» **Exercise directions**: Copy the post on rhotic miscellany between "Re: rhotic miscellany" and "they speak English.", inclusive, and swap every "uvular trill" for "alveolar trill".

» **Given passage**:
Re: rhotic miscellany (was: Advanced English + Babel text)
From: | John Cowan <jcowan@...> |
Date: | Friday, November 5, 2004, 12:34 |
Ray Brown scripsit:
> Those people who use the uvular trill, do so also when they speak English.
> My guess that you simply did not come across any speakers who used the
> uvular trill.
In Ill Bethisad, if you remember, the uvular trill (and perhaps by now the
uvular fricative) is an eastern North American _Sprachbund_ phenomenon,
affecting English, Brithenig, French, and perhaps the archaic Swedish
of New Sweden. I do not think it has spread to North American Spanish
or to Montreiano, however. I have no clue about the Judeo-Spanish of
Mueva Sefarad (Newfoundland).
> The confusion is quite an old one in the UK. I think if prescriptivists
> had not insisted on _lie_ (intrans.) ~ lay (trans.), _lay_ would have
> become the norm for both long ago. My parents used only _lay_, reserving
> _lie_ exclusively for "telling a falsehood". This seems to be common to
> colloquial dialect over much of Britain.
And North America as well. The distinction is high-maintenance and
low-functional-load and probably would be abandoned if it weren't
such a convenient class shibboleth.
> >I hope "nucular" doesn't catch on and become dominant.
>
> ...and I hope it doesn't cross the Atlantic :)
Some people, it seems, now have two lexemes: "nucular bomb/reactor"
vs. "nuclear DNA". It will be interesting to see, if it does spread
to the U.K., whether it remains [nukj@l@(r\)] or whether a variant
with [nju-] appears.

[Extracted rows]

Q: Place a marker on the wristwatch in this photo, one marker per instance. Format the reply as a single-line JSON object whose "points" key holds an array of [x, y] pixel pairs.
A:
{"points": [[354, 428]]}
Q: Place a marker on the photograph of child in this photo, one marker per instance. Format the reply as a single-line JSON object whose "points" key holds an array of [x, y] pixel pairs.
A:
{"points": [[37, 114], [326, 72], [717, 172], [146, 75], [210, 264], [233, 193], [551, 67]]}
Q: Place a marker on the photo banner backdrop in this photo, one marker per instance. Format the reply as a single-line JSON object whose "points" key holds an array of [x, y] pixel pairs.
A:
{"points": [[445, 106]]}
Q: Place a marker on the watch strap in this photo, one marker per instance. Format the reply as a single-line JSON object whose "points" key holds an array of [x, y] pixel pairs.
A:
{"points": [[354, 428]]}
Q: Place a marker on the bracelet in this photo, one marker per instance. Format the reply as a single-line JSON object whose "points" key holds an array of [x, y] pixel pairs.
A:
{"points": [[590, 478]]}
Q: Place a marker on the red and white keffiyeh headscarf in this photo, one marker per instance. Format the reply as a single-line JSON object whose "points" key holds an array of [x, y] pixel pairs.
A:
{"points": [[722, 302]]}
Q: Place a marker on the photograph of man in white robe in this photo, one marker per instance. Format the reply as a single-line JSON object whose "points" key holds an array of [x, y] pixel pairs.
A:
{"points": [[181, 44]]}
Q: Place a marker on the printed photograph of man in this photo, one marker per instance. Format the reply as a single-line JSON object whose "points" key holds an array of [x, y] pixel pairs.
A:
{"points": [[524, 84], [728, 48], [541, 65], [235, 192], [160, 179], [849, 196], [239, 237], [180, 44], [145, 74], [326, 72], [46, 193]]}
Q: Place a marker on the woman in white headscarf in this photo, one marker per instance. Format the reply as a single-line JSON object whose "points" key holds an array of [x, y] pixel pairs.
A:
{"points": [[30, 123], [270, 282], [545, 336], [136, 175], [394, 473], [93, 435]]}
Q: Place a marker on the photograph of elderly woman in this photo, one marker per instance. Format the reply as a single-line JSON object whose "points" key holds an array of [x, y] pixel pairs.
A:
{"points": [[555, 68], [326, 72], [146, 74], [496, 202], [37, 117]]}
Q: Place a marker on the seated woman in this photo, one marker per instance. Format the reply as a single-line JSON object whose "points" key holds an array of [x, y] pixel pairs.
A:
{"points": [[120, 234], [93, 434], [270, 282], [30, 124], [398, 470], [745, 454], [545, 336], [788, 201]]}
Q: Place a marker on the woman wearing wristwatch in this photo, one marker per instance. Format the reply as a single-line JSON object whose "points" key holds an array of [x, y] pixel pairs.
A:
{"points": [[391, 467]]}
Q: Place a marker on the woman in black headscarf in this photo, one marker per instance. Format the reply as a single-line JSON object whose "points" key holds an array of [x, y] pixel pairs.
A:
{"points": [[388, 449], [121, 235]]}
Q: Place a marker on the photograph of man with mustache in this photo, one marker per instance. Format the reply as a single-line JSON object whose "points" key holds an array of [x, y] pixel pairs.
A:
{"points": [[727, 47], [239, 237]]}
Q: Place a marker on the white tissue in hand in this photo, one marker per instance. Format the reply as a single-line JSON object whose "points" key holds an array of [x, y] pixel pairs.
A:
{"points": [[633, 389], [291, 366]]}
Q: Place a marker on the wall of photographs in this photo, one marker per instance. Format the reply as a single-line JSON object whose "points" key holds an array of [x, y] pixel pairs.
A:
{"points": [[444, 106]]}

--

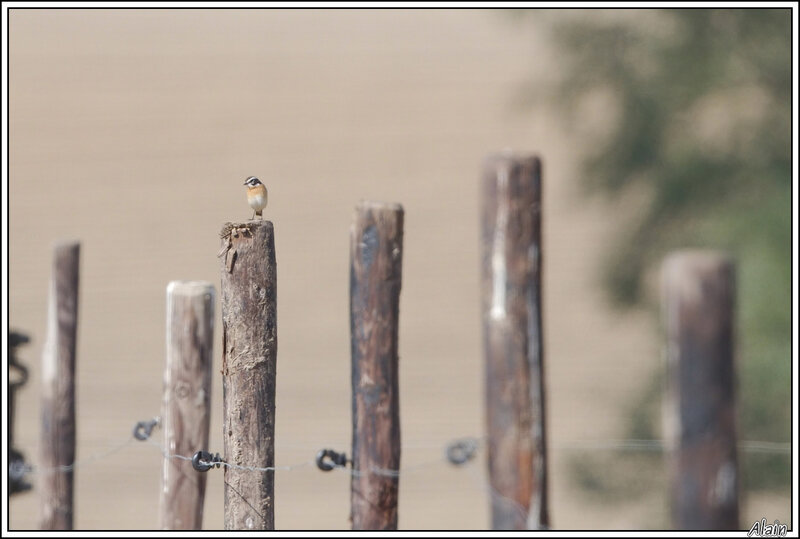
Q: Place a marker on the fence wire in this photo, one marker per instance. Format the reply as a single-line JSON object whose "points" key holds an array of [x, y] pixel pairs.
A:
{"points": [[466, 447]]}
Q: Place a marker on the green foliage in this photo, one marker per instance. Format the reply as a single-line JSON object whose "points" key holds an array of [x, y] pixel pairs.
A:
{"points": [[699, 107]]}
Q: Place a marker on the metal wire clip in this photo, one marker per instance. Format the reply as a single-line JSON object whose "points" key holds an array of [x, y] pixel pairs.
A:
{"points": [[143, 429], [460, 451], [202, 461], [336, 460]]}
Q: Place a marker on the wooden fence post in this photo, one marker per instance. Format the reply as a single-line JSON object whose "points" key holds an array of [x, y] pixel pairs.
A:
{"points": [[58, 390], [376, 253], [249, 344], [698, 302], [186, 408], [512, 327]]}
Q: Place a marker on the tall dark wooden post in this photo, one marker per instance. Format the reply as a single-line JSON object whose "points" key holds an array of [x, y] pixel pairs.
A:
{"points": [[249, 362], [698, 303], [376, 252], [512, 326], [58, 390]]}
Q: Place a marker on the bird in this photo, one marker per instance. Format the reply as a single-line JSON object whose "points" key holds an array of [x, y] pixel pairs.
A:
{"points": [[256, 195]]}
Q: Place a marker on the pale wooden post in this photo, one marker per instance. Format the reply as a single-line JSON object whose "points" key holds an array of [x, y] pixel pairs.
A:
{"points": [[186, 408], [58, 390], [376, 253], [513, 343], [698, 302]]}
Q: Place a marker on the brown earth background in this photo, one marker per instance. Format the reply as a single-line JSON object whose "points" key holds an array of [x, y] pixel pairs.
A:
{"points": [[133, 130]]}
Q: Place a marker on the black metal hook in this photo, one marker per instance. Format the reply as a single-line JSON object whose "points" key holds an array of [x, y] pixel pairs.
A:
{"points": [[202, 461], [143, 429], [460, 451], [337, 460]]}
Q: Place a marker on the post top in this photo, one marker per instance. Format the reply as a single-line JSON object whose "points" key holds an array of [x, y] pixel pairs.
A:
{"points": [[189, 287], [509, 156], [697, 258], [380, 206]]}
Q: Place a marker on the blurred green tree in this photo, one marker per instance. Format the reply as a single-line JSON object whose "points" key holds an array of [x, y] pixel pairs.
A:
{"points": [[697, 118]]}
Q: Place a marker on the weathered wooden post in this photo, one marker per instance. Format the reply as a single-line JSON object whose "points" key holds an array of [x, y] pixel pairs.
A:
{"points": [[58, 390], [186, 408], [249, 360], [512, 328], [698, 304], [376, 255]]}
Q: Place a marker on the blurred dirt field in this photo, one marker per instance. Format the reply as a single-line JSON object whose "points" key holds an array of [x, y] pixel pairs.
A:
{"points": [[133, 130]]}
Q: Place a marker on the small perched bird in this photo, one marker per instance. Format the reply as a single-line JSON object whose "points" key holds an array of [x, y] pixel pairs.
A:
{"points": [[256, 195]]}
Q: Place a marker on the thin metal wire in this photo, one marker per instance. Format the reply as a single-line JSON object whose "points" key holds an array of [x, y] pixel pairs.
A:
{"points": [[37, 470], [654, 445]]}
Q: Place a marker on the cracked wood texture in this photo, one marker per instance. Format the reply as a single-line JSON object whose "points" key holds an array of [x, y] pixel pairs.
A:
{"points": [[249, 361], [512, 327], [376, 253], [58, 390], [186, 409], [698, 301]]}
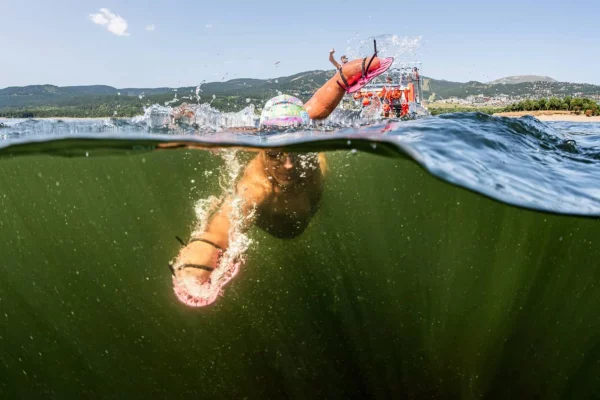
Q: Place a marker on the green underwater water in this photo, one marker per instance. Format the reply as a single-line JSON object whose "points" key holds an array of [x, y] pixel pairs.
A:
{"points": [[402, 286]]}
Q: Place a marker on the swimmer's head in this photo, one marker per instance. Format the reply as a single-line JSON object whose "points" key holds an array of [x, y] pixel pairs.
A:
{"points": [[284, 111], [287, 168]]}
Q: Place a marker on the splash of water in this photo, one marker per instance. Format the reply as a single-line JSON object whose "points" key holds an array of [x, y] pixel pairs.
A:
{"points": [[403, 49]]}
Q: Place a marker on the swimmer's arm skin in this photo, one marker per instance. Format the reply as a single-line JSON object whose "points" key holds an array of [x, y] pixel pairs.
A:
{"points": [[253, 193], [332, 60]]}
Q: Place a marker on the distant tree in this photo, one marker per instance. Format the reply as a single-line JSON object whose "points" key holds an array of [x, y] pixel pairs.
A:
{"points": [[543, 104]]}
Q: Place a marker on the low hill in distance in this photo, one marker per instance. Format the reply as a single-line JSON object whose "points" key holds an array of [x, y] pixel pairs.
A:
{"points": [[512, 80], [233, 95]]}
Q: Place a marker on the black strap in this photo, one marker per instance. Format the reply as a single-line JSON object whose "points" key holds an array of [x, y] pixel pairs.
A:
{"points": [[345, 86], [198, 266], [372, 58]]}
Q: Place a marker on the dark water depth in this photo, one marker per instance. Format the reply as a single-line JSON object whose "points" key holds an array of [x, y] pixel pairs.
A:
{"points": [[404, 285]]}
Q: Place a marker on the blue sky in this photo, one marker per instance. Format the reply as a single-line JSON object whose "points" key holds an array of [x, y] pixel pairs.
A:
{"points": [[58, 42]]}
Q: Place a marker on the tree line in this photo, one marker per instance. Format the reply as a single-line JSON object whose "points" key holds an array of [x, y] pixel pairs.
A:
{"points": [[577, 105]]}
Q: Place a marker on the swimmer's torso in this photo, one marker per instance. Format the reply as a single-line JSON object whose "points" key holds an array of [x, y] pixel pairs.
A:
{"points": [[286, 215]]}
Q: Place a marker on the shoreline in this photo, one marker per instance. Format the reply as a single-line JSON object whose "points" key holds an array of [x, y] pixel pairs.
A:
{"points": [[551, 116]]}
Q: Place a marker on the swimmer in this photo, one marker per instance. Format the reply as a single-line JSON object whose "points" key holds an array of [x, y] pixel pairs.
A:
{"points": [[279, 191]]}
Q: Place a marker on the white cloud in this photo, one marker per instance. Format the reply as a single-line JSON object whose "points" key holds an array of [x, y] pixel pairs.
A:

» **Task solution**:
Re: rhotic miscellany (was: Advanced English + Babel text)
From: | John Cowan <jcowan@...> |
Date: | Friday, November 5, 2004, 12:34 |
Ray Brown scripsit:
> Those people who use the alveolar trill, do so also when they speak English.